**** Text excerpt ****

While Melancon v. Kaylo held that an untimely writ application filed before the intermediate appellate court is "properly filed" and "pending," even though untimely, because it requires "some level of judicial review," an untimely writ application before the Louisiana Supreme Court is not subject to such review. Rule X provides that a writ application before the Louisiana Supreme Court, "shall be made within thirty days of the mailing of the notice of the original judgment of the court of appeal" and, further, that "[n]o extension of time therefor will be granted." As a result, the filing of an untimely writ application before the Louisiana Supreme Court does not toll the limitations period because it is not seen to be "properly filed" and is therefore not "pending" before that court.

See Louisiana Supreme Court Rule X, § 5(a).

See Williams v. Cain, 217 F.3d 303, 308 (5th Cir. 2000) (finding that no exceptions and no examination are contemplated by Louisiana Supreme Court Rule X § 5(a) and, therefore, that compliance with the time requirement is necessary for a prisoner's application for post-conviction relief to be considered "properly filed" and "pending" under section 2244(d)(2)). See also Jenkins v. Cooper, 07-216, 2009 WL 1870874, *5 (E.D. La., June 26, 2009) (holding that a petitioner does not benefit from any statutory tolling for an untimely writ application filed in the Louisiana Supreme Court because "[a] writ application which fails to comply with La. S.Ct. Rule X § 5(a) is not properly filed because it is untimely, and it is not pending post-conviction review for purposes of the ... statute of limitations and tolling doctrines").

Here, Petitioner's untimely writ application in the Louisiana Supreme Court never interrupted the running of the limitations period. Thus, this Court is required to count against the time clock the period between June 6, 2011, the last day afforded Petitioner to seek timely review in the Louisiana Supreme Court from the denial of his direct appeal at the First Circuit, and May 24, 2013, the filing of Petitioner's first application for post-conviction relief, which is the next date of any action by Petitioner that had the potential to toll the one-year time limit for filing in federal court. This results in 718 days of un-tolled time. Accordingly, more than a year elapsed during which Petitioner did not have any properly filed applications for post-conviction or other collateral review pending before the state courts, and Petitioner's writ of habeas corpus in this Court is untimely.

**** Supplied data ****

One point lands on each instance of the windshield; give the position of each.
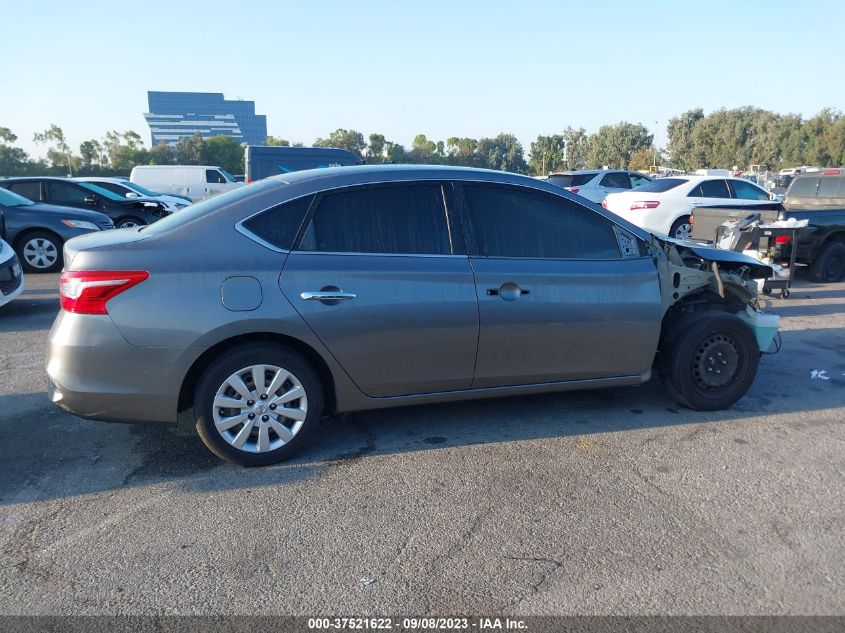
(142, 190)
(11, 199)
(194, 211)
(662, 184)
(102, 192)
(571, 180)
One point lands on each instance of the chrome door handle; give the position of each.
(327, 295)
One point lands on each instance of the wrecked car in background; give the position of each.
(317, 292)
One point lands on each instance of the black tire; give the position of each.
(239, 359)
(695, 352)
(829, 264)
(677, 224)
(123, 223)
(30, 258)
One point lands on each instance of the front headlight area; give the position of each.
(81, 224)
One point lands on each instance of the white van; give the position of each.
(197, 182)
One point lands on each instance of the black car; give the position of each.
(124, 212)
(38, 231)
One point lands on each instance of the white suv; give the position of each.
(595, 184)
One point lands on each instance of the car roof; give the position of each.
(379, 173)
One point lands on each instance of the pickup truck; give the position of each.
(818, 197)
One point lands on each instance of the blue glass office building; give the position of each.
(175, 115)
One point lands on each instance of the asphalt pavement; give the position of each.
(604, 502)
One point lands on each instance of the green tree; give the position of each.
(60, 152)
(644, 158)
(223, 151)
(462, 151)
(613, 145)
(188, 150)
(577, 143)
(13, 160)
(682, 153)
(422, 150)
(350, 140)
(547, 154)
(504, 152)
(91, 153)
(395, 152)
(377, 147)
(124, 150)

****
**** Supplied data ****

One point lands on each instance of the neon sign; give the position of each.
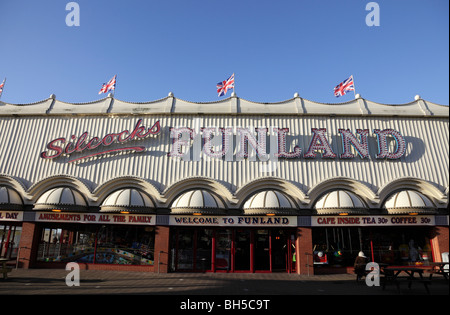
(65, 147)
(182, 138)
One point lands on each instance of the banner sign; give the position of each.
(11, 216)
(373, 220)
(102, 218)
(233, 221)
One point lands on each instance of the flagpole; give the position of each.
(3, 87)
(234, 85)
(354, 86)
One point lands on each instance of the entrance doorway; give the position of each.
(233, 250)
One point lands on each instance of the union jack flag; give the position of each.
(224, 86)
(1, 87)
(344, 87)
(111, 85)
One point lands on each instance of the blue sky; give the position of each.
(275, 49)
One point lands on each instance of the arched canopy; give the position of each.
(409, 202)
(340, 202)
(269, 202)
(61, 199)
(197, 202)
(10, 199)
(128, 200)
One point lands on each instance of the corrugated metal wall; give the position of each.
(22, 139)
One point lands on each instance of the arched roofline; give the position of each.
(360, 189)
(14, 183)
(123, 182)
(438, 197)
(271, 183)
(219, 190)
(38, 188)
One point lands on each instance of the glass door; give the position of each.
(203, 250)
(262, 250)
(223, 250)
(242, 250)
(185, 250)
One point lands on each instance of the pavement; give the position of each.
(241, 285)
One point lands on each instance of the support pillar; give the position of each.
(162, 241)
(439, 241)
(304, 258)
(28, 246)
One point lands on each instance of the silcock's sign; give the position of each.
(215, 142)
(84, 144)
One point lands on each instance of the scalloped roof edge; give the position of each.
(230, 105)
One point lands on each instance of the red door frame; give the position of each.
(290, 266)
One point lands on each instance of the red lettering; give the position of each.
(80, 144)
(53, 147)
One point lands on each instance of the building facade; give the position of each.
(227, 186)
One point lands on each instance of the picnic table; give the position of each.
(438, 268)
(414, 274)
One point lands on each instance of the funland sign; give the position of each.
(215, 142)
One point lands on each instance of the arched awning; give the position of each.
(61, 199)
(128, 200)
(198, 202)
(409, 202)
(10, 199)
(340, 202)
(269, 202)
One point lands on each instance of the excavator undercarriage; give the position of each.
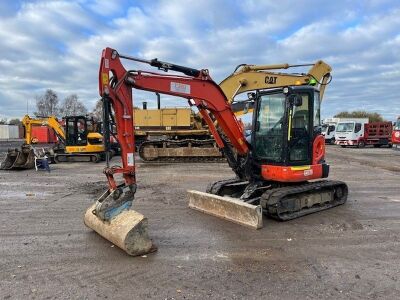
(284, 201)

****

* **Exercise instructions**
[1] Reproduce the stretch of the habeas timeliness ruling from "While Melancon v." through "Rule X, § 5(a)." word for word.
[2] Pick up the habeas timeliness ruling on untimely writ applications after its final sentence and continue it.

* **The replies**
[1]
While Melancon v. Kaylo held that an untimely writ application filed before the intermediate appellate court is "properly filed" and "pending," even though untimely, because it requires "some level of judicial review," an untimely writ application before the Louisiana Supreme Court is not subject to such review. Rule X provides that a writ application before the Louisiana Supreme Court, "shall be made within thirty days of the mailing of the notice of the original judgment of the court of appeal" and, further, that "[n]o extension of time therefor will be granted." As a result, the filing of an untimely writ application before the Louisiana Supreme Court does not toll the limitations period because it is not seen to be "properly filed" and is therefore not "pending" before that court.

See Louisiana Supreme Court Rule X, § 5(a).

[2]
Williams, 217 F.3d at 308. Although Petitioner's application for review to the Louisiana Supreme Court is not contained in the record, the following information causes the undersigned to conclude his application was untimely: 1) his request for extension to file his application with the Louisiana Supreme Court was not even mailed to the First Circuit until June 6, 2011 (the last date to seek review in the Louisiana Supreme Court); 2) the June 28, 2011 postmark on the envelope to the Louisiana Supreme Court copied on the same page as the envelope dated June 6, 2011 suggests that Petitioner forwarded his request for extension to the Louisiana Supreme Court that date; 3) Louisiana Supreme Court Rule X provides that the time period for filing an application cannot be extended; and 4) the August 29, 2013 Commissioner's Recommendation with regard to Petitioner's first application for post-conviction relief notes that, "Petitioner filed an untimely writ which was denied on 4/9/12."

Petitioner had thirty days to seek review with the Louisiana Supreme Court, which date was June 5, 2011. However, this date fell on a Sunday, which is a legal holiday, and accordingly, Petitioner had until the following day to file.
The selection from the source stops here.